* _Excerpt to read_
• • • •

While this does sound a little reactive rather than proactive most antivirus products will detect hundreds of thousands of threats while there is an unknown yet considerably larger number of malware out there why would you not let antivirus take care of these for you.
A lot of the colleagues I have worked with prefer to use virtual machines to run suspicious programs and files, opposed to antivirus, while this is a good practice it’s also good to do this with antivirus because there is a range of sophisticated malware out there which can detect whether it’s being run on a virtual machine or a physical machine and respond accordingly. This malware is called blue pill malware aptly named after the sequence in the matrix where Morpheus offers Neo the blue pill (accepting the illusion) or the red pill (facing the hard truth).
Blue pill malware is just one example but ultimately what I would like readers to take away from this post is that antivirus is just one tool for fighting against cyber criminals, just like firewalls are another and just like sandboxing and containers are another, we should use all of these tools (or as many as possible) in unison to fend off cyber threats, as I mentioned earlier Antivirus is useful but it is being marketed as the tool for everything not just one tool in an extremely large set of tools. This marketing decision does take away from antivirus as its inflated potency is unable to live up to reality and this makes people understandably upset.

• • • •

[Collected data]

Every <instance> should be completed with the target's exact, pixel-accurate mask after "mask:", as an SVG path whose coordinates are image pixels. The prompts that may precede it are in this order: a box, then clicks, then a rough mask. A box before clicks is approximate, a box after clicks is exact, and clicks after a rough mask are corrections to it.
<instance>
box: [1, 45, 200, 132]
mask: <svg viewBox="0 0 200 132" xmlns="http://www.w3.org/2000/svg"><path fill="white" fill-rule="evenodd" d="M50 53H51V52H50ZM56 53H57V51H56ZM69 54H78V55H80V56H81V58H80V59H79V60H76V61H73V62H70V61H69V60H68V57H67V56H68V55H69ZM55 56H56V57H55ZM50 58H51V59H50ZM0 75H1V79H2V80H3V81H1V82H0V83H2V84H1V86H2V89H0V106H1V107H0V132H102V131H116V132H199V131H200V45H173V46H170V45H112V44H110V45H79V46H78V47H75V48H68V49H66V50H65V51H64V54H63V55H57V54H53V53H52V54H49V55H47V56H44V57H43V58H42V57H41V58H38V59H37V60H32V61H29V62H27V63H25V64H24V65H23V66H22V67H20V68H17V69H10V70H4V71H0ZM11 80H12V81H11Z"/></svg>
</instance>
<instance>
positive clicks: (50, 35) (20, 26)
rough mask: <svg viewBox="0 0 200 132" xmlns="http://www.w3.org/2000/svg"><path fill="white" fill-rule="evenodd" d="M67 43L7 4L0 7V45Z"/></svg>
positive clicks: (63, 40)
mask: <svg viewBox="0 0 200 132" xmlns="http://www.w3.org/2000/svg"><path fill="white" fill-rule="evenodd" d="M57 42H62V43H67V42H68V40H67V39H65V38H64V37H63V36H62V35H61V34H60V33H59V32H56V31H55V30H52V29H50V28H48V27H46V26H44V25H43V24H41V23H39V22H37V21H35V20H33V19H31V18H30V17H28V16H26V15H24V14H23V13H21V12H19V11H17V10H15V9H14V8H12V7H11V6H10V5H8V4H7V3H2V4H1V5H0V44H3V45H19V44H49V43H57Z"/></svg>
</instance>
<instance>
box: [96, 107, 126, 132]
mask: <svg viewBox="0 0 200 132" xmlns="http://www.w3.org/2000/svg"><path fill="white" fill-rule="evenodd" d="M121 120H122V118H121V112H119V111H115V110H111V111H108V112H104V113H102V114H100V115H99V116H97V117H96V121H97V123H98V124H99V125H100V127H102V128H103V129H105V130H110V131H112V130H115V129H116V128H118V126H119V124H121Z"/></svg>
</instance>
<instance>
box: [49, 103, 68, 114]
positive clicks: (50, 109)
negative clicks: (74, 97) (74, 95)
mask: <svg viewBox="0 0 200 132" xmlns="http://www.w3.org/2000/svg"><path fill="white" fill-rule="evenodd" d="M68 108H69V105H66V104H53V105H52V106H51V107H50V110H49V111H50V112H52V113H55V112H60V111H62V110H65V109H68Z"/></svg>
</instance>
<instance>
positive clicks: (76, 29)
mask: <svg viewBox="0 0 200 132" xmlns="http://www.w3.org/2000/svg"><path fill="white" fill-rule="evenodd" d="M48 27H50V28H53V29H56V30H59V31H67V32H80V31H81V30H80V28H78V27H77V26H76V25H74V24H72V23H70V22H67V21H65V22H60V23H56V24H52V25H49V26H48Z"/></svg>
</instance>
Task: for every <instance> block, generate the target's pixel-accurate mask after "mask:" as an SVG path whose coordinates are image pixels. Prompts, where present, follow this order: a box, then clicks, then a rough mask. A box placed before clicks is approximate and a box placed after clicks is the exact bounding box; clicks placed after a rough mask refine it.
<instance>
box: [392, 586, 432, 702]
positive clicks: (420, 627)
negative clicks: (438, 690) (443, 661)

• • • •

* _Problem_
Reproduce the full passage on antivirus, word for word. The data plays no part in this.

* _Expected answer_
While this does sound a little reactive rather than proactive most antivirus products will detect hundreds of thousands of threats while there is an unknown yet considerably larger number of malware out there why would you not let antivirus take care of these for you.
A lot of the colleagues I have worked with prefer to use virtual machines to run suspicious programs and files, opposed to antivirus, while this is a good practice it’s also good to do this with antivirus because there is a range of sophisticated malware out there which can detect whether it’s being run on a virtual machine or a physical machine and respond accordingly. This malware is called blue pill malware aptly named after the sequence in the matrix where Morpheus offers Neo the blue pill (accepting the illusion) or the red pill (facing the hard truth).
Blue pill malware is just one example but ultimately what I would like readers to take away from this post is that antivirus is just one tool for fighting against cyber criminals, just like firewalls are another and just like sandboxing and containers are another, we should use all of these tools (or as many as possible) in unison to fend off cyber threats, as I mentioned earlier Antivirus is useful but it is being marketed as the tool for everything not just one tool in an extremely large set of tools. This marketing decision does take away from antivirus as its inflated potency is unable to live up to reality and this makes people understandably upset.